*Alınan Metin*.
"""

Beyaz Ülke: Polonya (Lodz ve Varşova)

Yakup Demir Yakup Demir 31/12/2019 23:40
Mart, 2013’te yapmış olduğum Berlin gezisinden hemen sonra gittiğim Polonya’ya dair izlenimlerimi kaleme almak için bunca zaman geçeceğini açıkcası hiç tahmin etmemiştim. Araya giren yazılar, fuarlar derken Polonya yazısı bugünlere kaldı!
Hep merak ettiğim ama görmek için bunca yıl beklediğim Polonya’ya dair izlenimlerimi keyifle paylaşıyorum.
Berlin Schönefeld Havalimanı önünden kalkan ve Lodz’a* giden polskibus otobüslerine binerek yolculuğuma başlamış oldum. 6 saatlik yolculuk sonrası Lodz‘a ulaştım. Seyahatlar başlı başına hikaye kaynağıdır ve benim Polonya gezimde de ilginç anılarım oldu.

* Lodz, Polonya'nın nüfus bakımından en büyük ikinci şehridir.

Henüz karlara teslim olmamış Berlin’den karlara bürünmüş Polonya’ya doğru yolculuk ederken otobüsümüz Poznań denen yerleşim yerinde yeni yolcularını almak üzere kısa bir ara verdi. Ellerinde kahvelerle dolaşan insanları görünce kahve almaya karar verdim. Karların arasında kahvenin satıldığı yeri buluna kadar ordan oraya koştururken, iletişim için ingilizcenin bazen yetemediğini üzülerek bir kez daha deneyimlemiş oldum.  

Telepati yoluyla da olsa kahvenin, benzin istasyonunun küçücük büfesinde satıldığını öğrendim ve büfeye varınca bir kahve istedim. Kahveyi hazırlayan görevli bayana ne kadar diye sorarken avuçlarımdaki euro lardan seçim yapıyordum ki aldığım cevap: 2,70 Złoty! Evet, avuçlarımda euro bozukluklar, gözlerim kahvede ve çaresizliğime boş gözlerle eşlik eden görevli sadece Złoty demekle yetindi! Kahveyi alamadan usulca otobüse döndüm. Tabi Polaklar, kahvelerini güzel güzel yudumlarken bende kahve kokuları eşliğinde karları izleyerek ülkenin en büyük şehirlerinde Lodz’a vardım.

"""

Polonya gezisi yazısını "Berlin Schönefeld Havalimanı" sözlerinin geçtiği yerden başlatın ve "daha deneyimlemiş oldum." sözlerinden sonra bitirin. Bu bölümü "otobüsümüz" yerine "aracımız" koyarak yeniden yazın. Liste bu çalışmada hiçbir rol oynamaz.

*Veri Kümesi Kayıtları*.
"""

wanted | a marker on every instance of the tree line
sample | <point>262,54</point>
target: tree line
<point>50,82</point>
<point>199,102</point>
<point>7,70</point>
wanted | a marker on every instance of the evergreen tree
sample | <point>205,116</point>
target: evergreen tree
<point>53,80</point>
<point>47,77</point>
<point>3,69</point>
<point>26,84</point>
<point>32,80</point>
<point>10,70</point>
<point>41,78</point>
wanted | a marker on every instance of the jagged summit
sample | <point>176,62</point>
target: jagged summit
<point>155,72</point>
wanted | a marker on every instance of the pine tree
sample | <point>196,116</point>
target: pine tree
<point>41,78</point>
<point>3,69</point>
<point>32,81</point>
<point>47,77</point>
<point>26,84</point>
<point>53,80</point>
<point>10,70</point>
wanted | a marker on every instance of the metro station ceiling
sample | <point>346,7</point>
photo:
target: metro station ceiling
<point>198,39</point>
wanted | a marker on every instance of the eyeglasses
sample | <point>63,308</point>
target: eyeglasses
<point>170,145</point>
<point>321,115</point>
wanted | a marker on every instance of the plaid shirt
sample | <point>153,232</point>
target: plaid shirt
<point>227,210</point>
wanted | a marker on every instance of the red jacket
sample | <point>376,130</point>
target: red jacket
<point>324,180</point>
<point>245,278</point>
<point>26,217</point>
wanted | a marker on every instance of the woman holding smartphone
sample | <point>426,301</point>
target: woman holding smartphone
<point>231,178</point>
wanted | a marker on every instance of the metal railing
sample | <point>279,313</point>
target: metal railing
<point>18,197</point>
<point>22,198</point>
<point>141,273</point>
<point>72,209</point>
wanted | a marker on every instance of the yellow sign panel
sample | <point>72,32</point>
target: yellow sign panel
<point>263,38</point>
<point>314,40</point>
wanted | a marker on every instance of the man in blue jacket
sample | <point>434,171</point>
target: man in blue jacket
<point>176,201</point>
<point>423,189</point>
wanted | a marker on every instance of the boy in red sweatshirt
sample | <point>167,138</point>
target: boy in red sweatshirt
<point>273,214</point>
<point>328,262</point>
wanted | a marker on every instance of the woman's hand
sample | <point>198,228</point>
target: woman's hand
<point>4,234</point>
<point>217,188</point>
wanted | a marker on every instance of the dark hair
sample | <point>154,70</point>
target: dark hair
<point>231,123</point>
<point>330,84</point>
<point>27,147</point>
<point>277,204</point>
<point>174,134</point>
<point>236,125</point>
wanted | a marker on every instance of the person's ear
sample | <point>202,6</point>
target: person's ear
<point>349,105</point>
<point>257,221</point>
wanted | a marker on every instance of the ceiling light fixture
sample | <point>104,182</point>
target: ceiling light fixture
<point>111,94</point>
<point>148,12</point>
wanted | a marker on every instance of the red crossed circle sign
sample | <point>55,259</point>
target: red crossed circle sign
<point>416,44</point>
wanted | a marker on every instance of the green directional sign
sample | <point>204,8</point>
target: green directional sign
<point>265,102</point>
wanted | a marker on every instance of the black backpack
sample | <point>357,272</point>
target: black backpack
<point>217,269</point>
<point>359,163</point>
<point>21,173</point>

"""

*Alıştırma Yanıtı*.
Berlin Schönefeld Havalimanı önünden kalkan ve Lodz’a* giden polskibus otobüslerine binerek yolculuğuma başlamış oldum. 6 saatlik yolculuk sonrası Lodz‘a ulaştım. Seyahatlar başlı başına hikaye kaynağıdır ve benim Polonya gezimde de ilginç anılarım oldu.

* Lodz, Polonya'nın nüfus bakımından en büyük ikinci şehridir.

Henüz karlara teslim olmamış Berlin’den karlara bürünmüş Polonya’ya doğru yolculuk ederken aracımız Poznań denen yerleşim yerinde yeni yolcularını almak üzere kısa bir ara verdi. Ellerinde kahvelerle dolaşan insanları görünce kahve almaya karar verdim. Karların arasında kahvenin satıldığı yeri buluna kadar ordan oraya koştururken, iletişim için ingilizcenin bazen yetemediğini üzülerek bir kez daha deneyimlemiş oldum.